(What you need to do): Copy the listing below again, starting with the line containing "Please tag every instance of the wood" and going on through the end of the listing, requests included, and raise every number in the answer coordinates by 65. Leave the sample coordinates under each request unchanged.

(Stored data):
● ● ● ● ● ● ●
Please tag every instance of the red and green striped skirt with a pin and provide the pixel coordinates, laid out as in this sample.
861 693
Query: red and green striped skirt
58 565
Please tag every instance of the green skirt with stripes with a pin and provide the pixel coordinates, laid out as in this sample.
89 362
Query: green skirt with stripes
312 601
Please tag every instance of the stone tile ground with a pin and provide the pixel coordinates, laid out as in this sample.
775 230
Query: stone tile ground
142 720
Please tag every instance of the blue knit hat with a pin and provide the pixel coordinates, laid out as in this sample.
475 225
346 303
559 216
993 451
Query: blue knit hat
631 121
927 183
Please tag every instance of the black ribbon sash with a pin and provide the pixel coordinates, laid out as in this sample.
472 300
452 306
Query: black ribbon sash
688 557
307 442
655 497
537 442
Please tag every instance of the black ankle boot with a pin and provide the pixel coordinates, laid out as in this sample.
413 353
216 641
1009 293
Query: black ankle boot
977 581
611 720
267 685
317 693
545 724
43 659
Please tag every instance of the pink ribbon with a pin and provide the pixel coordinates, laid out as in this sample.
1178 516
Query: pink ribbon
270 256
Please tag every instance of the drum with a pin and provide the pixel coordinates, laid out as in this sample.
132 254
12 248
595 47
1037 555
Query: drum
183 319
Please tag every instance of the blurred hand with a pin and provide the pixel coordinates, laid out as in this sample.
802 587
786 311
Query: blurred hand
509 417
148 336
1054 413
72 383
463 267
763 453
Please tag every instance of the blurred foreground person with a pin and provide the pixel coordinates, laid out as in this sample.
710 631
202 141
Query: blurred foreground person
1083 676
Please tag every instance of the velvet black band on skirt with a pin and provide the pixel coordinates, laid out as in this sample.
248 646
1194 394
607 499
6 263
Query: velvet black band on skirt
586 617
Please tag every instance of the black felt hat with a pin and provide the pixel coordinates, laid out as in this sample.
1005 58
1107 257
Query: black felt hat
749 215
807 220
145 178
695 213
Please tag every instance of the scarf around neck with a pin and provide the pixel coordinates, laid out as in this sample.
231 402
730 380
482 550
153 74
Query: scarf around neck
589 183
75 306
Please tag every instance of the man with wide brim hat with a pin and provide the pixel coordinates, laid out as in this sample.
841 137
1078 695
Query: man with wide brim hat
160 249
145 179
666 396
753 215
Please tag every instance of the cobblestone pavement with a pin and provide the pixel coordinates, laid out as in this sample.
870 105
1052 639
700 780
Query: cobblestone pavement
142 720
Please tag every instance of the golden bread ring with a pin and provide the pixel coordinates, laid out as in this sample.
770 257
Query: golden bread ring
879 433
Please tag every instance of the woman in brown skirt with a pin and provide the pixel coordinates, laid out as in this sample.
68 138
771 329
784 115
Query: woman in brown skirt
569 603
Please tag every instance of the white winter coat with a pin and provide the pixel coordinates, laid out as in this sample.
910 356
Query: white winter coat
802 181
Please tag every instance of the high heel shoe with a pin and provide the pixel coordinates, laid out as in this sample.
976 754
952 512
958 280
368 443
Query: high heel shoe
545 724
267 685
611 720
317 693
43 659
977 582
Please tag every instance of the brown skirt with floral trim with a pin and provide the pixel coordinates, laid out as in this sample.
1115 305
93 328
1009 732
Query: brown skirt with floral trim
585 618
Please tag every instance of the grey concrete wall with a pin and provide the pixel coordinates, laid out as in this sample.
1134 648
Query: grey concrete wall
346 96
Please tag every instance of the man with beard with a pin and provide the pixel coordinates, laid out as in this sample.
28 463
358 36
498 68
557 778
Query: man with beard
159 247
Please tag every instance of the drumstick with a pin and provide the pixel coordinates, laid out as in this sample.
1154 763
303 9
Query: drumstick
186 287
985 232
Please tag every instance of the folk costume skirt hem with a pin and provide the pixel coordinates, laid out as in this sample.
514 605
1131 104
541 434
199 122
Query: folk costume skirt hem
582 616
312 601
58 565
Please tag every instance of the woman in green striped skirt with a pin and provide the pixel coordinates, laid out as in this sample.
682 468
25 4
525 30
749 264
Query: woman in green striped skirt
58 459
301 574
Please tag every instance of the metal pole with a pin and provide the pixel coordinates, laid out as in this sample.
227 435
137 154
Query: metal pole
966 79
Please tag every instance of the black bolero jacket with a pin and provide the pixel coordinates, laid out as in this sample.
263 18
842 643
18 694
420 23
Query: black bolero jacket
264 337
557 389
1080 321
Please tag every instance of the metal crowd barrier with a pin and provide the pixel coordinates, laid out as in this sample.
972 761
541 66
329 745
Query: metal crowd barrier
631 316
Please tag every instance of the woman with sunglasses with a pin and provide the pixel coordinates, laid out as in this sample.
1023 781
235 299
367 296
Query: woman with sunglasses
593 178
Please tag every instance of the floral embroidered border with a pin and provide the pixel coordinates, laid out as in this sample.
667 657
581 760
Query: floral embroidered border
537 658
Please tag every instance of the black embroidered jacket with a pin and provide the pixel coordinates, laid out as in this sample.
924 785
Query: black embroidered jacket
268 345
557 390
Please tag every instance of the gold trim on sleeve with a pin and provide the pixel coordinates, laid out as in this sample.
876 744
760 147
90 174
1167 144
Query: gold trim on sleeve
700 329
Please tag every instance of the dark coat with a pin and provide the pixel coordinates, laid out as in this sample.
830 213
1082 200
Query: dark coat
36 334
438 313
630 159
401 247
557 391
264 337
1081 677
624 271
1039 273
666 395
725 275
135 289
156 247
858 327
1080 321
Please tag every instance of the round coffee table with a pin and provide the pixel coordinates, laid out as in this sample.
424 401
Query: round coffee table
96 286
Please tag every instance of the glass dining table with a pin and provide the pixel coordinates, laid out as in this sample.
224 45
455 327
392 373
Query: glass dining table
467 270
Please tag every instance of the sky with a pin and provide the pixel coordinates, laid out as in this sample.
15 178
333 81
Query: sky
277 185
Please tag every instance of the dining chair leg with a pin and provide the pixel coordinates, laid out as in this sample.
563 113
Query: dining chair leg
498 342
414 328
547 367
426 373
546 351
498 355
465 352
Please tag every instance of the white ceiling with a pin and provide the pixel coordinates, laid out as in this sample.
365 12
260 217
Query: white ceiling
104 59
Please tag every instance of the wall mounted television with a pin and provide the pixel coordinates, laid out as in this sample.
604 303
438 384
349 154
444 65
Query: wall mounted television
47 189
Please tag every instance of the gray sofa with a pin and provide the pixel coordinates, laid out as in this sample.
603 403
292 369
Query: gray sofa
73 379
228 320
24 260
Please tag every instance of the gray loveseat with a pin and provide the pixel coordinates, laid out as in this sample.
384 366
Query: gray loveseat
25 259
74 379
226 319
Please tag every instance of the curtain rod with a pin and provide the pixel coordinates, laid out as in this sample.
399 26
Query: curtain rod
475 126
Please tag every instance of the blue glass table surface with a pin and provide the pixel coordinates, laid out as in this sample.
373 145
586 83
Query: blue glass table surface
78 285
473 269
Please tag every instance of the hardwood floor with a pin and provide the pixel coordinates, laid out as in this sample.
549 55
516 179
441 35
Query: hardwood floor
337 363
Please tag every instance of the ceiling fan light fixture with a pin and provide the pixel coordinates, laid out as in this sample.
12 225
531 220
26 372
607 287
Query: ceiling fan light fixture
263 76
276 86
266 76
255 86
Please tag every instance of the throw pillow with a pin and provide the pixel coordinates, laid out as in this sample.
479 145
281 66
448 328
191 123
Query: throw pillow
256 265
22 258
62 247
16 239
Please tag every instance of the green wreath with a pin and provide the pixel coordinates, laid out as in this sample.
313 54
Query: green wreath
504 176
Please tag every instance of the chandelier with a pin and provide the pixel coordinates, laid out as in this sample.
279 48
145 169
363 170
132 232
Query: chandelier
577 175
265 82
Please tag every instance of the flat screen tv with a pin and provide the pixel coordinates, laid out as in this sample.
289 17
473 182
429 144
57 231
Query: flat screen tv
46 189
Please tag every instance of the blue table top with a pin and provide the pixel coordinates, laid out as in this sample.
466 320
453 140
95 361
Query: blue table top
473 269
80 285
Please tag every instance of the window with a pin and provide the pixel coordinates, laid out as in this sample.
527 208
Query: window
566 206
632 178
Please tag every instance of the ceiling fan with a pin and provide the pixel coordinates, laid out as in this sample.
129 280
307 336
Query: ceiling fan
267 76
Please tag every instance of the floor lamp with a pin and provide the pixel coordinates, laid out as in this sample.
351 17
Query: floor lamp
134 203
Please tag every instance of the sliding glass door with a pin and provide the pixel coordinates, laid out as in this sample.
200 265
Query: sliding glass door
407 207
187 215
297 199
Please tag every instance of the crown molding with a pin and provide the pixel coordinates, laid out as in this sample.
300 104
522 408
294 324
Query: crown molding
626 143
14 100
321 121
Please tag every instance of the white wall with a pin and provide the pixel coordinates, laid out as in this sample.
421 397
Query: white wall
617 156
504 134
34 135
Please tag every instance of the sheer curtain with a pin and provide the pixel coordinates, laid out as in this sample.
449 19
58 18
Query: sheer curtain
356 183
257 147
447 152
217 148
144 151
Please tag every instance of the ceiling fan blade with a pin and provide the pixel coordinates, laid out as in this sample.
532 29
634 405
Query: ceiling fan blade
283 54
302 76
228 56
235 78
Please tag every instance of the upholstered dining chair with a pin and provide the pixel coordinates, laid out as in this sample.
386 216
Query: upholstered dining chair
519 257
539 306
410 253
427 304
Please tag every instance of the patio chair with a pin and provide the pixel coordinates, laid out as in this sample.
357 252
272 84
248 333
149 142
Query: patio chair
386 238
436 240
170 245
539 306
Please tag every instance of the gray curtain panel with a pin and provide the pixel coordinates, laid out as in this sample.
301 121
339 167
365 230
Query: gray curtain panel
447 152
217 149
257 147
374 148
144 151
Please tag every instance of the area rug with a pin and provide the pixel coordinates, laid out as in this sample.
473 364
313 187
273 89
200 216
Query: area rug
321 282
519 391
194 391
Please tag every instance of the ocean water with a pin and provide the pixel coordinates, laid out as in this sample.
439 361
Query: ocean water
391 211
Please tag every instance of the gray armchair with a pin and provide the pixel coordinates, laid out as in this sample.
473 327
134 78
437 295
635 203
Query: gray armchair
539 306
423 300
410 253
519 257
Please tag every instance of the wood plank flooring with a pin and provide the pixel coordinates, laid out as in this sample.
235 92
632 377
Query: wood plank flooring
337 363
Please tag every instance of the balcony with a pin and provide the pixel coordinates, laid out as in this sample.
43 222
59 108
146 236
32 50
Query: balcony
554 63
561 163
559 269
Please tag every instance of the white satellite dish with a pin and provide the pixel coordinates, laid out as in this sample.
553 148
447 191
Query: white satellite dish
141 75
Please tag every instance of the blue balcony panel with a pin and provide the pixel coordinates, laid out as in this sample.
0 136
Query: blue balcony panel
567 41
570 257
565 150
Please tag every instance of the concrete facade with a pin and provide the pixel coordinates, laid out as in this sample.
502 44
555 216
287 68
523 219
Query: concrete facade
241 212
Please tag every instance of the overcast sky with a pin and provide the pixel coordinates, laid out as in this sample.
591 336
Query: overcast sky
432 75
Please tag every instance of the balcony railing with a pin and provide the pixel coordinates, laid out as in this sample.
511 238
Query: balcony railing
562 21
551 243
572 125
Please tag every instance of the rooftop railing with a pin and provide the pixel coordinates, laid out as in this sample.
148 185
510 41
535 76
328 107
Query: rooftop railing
● ● ● ● ● ● ●
(Written answer):
Please tag every instance of the wood plank flooring with a pin and provide the pixel coordinates, laid out as in this sample.
235 92
632 377
Query: wood plank flooring
402 428
Please tag every instance of the balcony with a pin and provide the pixel coordinates, laid out as in this sample.
43 222
59 108
146 236
32 50
Query: balcony
619 128
626 228
624 334
Please tag every instance of the white satellite dish with a pin and provide the pixel coordinates, laid out as in this sample.
553 148
447 191
Query: white satellite dish
206 140
Please tag every instance of the blue balcony panel with a pin and provide the pixel coordinates, laid out as in this sample.
0 136
Query: blue balcony panel
632 106
635 322
630 215
Please tag every instance of the concrete facade with a pin and provide the pixel coordinates, laid out as in this sample.
502 44
555 216
287 68
523 219
Query: concrete facade
306 277
Please tag every instance of the overcast sky with a pin and provide the pixel coordinates, laid out as in this sample.
591 336
Query: overcast sky
497 140
Please tag every instance of the balcony railing with a pin and provide the pixel coordinates, laid out as in this sample.
511 238
Query: balcony railing
627 86
616 308
637 190
Please tag every instance of the rooftop railing with a pin and provide the pixel coordinates, laid out as in this sample.
148 185
510 41
535 76
328 107
Query: rooftop railing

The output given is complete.